[Problem requirements] Select every line in the records that contains the string "point" and copy those lines out. The match is case-sensitive.

[Stored data]
= = =
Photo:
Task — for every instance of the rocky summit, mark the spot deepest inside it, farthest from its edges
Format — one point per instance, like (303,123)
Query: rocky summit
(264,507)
= = =
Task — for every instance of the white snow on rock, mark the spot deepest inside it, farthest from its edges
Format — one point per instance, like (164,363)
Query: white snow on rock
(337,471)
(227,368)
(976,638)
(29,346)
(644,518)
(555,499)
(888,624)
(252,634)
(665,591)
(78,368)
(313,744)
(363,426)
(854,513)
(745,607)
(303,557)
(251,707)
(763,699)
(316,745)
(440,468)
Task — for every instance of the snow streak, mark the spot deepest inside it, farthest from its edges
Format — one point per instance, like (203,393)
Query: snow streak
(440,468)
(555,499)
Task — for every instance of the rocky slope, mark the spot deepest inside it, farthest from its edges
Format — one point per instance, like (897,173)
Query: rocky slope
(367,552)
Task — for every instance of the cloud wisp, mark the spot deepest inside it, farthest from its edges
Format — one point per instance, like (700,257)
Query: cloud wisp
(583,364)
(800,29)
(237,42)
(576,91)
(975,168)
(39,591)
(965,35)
= = =
[Exercise answer]
Format — one point per instance, like (303,123)
Format — one point per instance, like (164,363)
Format — one point per instance, like (203,393)
Format — one point per instance, like (897,173)
Format — one point per instance, like (700,257)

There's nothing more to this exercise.